> Consignes:
**1)** Traduisez en anglais cette phrase du texte sur les micros Fluence : « Ainsi, Fishman garde l’aimant (ici un Alnico IV), mais remplace le fil généralement bobiné à la main par une carte électronique (ou Printed Circuit Board). »
**2)** Pour chaque affirmation, dites si le texte sur les micros Fluence la confirme, par oui ou non, en citant les mots du texte qui tranchent. (a) La carte électronique comporte 48 « équivalents de bobines » dans chaque sens. (b) Le préampli Fluence ne peut être alimenté que par une pile 9V. (c) Fishman propose trois types de micros fondés sur le principe Fluence.
**3)** Rédigez la suite du texte sur les micros Fluence, en partant de sa dernière phrase.

Un micro de guitare électrique est constitué d’un ou plusieurs aimants et d’une ou deux (parfois trois voire quatre pour les plus gourmands) bobines.
C’est cet incontournable paradigme que Larry Fishman a voulu défier en se passant de bobinage. Il propose ainsi 3 types de micros basés sur son nouveau principe baptisé Fluence : Classic humbucker, Modern Humbucker et celui que nous allons détailler dans quelques instants : Single Width for Strat.
Sans bobine ?
Eh bien, pas tout à fait, car, pour faire court, le principe de base reste le même, à savoir la création d’un champ magnétique et la captation de ses variations.
Ainsi, Fishman garde l’aimant (ici un Alnico IV), mais remplace le fil généralement bobiné à la main par une carte électronique (ou Printed Circuit Board).
Sur cette PCB sont imprimés 48 « équivalents de bobines » dans un sens et le même nombre dans l’autre, le but avoué étant d’obtenir un son neutre, avec une représentation fidèle du spectre sonore. Mais puisque nous autres guitaristes électrifiés ne sommes généralement pas friands de sons « totalement neutres », Fluence intègre un préampli pour « colorer » le son de manière à ce que nos habitudes ne soient pas trop chamboulées.
Avec gourmandise
Car qui dit préampli dit alimentation et donc pile 9V, mais Fishman propose également une batterie Lithium-ion rechargeable via une prise mini-USB, le câble et l’adaptateur secteur étant alors fournis.

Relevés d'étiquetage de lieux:

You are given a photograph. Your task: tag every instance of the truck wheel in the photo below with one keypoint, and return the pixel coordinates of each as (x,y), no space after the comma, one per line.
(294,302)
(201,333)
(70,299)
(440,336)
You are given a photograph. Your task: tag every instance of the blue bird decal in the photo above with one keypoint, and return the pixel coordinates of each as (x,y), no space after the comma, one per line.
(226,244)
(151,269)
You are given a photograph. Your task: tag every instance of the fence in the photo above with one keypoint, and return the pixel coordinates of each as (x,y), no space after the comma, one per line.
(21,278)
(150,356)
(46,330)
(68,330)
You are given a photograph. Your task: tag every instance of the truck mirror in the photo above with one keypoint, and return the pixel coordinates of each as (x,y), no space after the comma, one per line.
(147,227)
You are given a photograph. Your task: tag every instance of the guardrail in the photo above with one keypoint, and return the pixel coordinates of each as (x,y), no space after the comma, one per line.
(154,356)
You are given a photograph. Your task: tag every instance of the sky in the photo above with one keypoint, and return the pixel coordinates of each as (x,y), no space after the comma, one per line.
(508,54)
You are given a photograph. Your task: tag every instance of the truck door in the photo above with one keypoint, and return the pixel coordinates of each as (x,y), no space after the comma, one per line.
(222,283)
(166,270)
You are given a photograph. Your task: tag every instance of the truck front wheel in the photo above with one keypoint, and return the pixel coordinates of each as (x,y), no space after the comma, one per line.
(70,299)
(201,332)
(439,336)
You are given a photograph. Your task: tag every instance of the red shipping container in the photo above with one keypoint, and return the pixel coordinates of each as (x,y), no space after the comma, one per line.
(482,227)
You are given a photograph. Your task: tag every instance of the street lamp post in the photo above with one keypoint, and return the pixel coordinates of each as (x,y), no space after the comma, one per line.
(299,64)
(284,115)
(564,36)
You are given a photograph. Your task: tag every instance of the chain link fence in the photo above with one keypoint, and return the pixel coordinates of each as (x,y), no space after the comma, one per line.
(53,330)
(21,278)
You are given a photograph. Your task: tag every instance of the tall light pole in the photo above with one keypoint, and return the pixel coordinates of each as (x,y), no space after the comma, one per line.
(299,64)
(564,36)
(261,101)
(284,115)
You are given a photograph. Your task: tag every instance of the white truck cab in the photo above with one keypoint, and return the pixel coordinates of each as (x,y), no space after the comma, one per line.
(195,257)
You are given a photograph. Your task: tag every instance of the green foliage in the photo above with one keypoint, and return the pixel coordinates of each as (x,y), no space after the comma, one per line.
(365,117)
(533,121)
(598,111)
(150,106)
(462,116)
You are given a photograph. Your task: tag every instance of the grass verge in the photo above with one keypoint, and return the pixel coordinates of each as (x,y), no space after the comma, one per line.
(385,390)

> Réponses:
**1)** Thus, Fishman keeps the magnet (here an Alnico IV), but replaces the wire, usually wound by hand, with an electronic board (or Printed Circuit Board).

**2)**
(a) Oui : « 48 « équivalents de bobines » dans un sens et le même nombre dans l’autre ».
(b) Non : « Fishman propose également une batterie Lithium-ion rechargeable via une prise mini-USB ».
(c) Oui : « Il propose ainsi 3 types de micros basés sur son nouveau principe baptisé Fluence ».

**3)**
La dite batterie promet 250 h de jeu, ce qui est appréciable, mais de là à « sauver la planète » comme le dit Fishman sur son site, sachant qu’un kit de micros actifs consomme en moyenne une pile tous les 2 ans et que la majorité des instruments restent passifs et ne nécessitent donc pas d’alimentation pour fonctionner, il y a un pas que nous ne franchirons pas. Ceci dit, j’ai dû jouer une centaine d’heures avec et je n’ai donc pas eu à recharger pour le test. Cela reste donc tout à fait raisonnable.
Sans parasites
C’est bien joli tout ça, mais qu’est-ce que cela peut apporter vis-à-vis des traditionnels bobinages ?
En fait beaucoup de choses et même parfois trop ! Je m’explique, en essayant d’être le plus simple possible : Fluence permet de récupérer plus de signal qu’un micro standard, mais ce n’est pas pour autant que les guitaristes veulent entendre l’entièreté de ce signal, en particulier aux extrémités du spectre. Ainsi, Fishman a conçu un préampli avec deux types d’égalisation fixes, baptisées vintage et modern, avec des pics fréquentiels respectivement à 4 et 3 kHz. Ces deux « voicings » sont sélectionnés à l’aide d’un push-pull placé ici sur la tonalité du micro central. Une sorte de buffer intégré permet également à ceux qui ont de longs câbles de perdre un minimum de signal.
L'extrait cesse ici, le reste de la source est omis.